§ Text shown
Operating System - HP-UX
1833323 Members
3370 Online
110051 Solutions
New Discussion

Script needed to handle numbers with wildcards

 
SOLVED
Go to solution

Script needed to handle numbers with wildcards

Hi pals,

I've to write a script which needs to meet the
following requirement:
1. Script called 'Update'
2. will remove the entries of 7 digit numbers
in a file in the following fashion:
"0051", "004", ".....
"0051", "005", ".....
"0359", "001", ".......
"1130", "003", "....
: : : : : : :
: : : : : : :
: : : : : : :
"1140", "203", ".....
2. (interesting requirement) "Update" takes
the number as one of the argument, but the
number input will contain wildcard characters
"?" and "*"; will be in the following fashion:
0051* : This must match all 0051001 to 0051999
numbers
00?1001 : This must match 0001001, 0002001,
0003001.... 0009001 numbers
1*001 : This must match 1000001,
1001001,.....1999001 numbers
This is similar to unix filename handling,
with wildcards(metacharacters)....
4. The command line will looklike :
# Update 10?13*

Any perl(HP-UX 11.00 default), sed or awk
script is welcome. Points guaranteed!!!!..

thx
Ravi
13 REPLIES 13
Jdamian
Respected Contributor

Re: Script needed to handle numbers with wildcards

your script should parse the input pattern in order to substitute '?' and '*' chars for their equivalent patterns in 'grep', 'sed', or 'awk' (grep and awk can handle extended regular expressions, sed cannot).

I would convert input pattern to extended regular expressions:

print 00*51? | sed -e 's/\?/[[:digit:]]/p' -e 's/\*/[[:digit:]]+/p'

this will print the pattern to use in 'grep -E' or 'awk':

00[[:digit:]]+51[[:digit:]]

I assume that the meaning of '?' in a input pattern is 'just one numeric char' and the meaning of '*' is 'one or more numeric chars'.

§ Source excerpt
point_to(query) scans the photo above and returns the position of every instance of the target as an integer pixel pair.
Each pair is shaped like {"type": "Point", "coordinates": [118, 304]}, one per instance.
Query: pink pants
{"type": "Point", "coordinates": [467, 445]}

§ What is asked
Return, word for word, the passage of the HP-UX wildcard script thread that starts at "your script should" and ends at "expressions, sed cannot).".

§ Response
your script should parse the input pattern in order to substitute '?' and '*' chars for their equivalent patterns in 'grep', 'sed', or 'awk' (grep and awk can handle extended regular expressions, sed cannot).